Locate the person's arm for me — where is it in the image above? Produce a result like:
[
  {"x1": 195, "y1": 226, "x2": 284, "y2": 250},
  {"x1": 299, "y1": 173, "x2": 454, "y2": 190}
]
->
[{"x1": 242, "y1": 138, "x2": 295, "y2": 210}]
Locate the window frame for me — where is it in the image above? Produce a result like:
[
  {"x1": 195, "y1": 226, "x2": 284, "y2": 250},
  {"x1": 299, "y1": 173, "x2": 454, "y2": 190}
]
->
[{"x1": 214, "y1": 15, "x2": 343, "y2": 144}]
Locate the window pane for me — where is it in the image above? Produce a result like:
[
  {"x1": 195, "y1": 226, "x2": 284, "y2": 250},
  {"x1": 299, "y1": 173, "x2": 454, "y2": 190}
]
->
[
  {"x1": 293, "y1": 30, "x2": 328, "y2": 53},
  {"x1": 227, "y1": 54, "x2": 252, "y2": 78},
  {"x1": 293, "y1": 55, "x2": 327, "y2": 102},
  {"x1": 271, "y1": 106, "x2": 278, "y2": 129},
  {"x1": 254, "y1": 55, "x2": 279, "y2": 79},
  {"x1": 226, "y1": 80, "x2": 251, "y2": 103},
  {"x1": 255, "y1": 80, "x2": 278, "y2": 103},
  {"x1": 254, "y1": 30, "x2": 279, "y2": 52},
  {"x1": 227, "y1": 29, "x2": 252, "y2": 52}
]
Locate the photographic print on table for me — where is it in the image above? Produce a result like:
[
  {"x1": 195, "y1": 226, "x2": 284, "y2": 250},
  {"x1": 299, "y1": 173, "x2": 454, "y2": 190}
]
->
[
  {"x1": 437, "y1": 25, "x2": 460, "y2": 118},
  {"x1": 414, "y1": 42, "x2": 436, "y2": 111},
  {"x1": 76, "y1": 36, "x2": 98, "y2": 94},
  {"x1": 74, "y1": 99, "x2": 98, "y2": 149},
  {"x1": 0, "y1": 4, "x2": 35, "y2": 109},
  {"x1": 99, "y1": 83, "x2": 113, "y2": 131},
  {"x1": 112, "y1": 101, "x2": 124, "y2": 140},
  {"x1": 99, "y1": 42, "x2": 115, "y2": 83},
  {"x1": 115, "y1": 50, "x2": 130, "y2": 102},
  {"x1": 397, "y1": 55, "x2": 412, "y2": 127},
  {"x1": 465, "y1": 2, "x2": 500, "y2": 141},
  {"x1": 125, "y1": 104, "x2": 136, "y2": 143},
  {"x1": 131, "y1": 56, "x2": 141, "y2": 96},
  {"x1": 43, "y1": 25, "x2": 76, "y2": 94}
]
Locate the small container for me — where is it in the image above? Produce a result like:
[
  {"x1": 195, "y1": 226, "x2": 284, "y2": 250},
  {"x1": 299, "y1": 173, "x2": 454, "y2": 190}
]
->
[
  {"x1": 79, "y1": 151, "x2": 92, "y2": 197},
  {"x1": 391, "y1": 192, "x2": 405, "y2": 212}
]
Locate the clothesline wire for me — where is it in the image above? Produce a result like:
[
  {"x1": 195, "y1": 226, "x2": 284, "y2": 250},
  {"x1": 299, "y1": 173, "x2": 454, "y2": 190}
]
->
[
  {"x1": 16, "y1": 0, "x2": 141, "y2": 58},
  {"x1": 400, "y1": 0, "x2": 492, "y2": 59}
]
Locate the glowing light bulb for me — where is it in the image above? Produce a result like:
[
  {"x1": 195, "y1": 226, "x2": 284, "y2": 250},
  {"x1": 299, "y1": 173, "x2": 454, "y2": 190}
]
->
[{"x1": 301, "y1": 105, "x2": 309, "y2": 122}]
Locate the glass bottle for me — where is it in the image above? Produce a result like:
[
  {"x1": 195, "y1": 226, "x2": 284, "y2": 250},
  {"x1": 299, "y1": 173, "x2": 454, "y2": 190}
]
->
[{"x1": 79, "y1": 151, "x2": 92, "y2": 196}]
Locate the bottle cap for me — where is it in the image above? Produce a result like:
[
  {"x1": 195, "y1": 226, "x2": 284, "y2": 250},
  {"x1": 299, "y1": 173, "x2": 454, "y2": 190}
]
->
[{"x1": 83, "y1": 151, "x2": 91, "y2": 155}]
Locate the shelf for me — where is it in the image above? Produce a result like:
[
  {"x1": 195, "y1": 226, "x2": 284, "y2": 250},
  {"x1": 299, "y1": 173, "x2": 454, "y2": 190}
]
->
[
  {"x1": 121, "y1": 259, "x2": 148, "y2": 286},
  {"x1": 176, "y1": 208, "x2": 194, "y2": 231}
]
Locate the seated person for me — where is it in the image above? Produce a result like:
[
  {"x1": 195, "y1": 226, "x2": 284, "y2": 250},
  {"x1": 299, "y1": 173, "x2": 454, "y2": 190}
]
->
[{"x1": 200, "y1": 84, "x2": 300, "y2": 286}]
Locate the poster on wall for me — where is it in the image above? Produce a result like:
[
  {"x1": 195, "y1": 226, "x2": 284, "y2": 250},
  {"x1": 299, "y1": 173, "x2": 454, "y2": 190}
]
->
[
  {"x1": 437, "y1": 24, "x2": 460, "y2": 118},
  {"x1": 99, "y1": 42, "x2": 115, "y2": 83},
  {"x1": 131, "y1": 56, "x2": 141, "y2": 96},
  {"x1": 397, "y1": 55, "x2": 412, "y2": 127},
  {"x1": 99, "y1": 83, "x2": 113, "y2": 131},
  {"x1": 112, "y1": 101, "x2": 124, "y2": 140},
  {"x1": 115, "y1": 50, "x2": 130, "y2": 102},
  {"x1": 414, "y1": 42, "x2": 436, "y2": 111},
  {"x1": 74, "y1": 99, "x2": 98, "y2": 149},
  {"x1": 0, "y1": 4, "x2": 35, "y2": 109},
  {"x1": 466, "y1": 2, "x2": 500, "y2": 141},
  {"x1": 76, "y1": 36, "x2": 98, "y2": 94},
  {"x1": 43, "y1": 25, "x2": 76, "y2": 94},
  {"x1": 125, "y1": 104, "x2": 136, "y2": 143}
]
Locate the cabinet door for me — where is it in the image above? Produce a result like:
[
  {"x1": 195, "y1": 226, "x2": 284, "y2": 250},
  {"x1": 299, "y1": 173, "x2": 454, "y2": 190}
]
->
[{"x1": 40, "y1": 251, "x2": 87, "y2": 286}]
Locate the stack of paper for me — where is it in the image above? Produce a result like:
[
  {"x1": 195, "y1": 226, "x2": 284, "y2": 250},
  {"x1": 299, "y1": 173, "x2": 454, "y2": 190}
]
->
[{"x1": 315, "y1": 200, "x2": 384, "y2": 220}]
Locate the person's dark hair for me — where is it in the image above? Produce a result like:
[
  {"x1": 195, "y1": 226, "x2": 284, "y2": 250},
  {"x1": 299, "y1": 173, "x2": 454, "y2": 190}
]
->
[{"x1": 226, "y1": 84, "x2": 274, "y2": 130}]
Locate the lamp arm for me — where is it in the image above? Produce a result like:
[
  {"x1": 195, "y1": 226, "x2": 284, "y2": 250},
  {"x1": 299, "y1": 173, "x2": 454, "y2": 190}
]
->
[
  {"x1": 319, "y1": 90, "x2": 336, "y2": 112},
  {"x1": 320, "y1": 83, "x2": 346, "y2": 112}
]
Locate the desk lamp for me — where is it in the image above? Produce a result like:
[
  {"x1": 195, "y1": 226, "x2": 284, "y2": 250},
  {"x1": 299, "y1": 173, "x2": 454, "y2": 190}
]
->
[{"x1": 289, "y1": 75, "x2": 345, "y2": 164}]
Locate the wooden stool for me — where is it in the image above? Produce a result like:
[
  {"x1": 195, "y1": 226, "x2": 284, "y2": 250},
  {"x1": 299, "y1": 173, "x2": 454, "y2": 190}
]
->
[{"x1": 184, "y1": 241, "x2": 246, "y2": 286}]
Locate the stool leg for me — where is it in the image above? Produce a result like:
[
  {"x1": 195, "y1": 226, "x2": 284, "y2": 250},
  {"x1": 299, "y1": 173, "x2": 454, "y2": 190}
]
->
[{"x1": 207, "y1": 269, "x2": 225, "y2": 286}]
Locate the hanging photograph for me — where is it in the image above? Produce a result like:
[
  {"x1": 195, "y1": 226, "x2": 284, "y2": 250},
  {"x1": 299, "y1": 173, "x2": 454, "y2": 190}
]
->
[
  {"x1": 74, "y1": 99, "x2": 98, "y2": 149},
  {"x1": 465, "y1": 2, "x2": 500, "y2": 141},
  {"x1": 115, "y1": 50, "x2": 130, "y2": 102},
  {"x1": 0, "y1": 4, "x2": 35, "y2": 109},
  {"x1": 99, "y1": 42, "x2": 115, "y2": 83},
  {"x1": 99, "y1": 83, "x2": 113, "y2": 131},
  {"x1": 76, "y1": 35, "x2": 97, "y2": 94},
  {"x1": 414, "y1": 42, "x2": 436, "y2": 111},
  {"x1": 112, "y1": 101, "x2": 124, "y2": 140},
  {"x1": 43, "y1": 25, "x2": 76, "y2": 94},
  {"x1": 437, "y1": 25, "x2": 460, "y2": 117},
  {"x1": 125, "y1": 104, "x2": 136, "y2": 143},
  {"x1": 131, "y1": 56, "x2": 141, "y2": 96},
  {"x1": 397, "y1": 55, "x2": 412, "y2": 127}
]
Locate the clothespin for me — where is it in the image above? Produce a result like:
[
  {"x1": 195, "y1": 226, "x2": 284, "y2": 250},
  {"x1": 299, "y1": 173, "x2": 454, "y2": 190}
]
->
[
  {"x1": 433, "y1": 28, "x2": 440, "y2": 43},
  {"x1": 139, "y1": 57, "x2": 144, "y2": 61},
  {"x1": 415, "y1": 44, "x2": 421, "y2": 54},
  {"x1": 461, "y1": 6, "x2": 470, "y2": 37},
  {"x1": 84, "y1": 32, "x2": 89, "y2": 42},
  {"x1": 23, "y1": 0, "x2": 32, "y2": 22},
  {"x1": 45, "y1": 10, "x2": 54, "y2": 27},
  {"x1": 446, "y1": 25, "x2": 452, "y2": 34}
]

——————

## Required action
If a line in the material above holds "lamp", copy it.

## Output of the task
Locate the lamp arm for me — where is it in the image above? Produce a result like:
Locate the desk lamp for me — where is it in the image above? Produce a result like:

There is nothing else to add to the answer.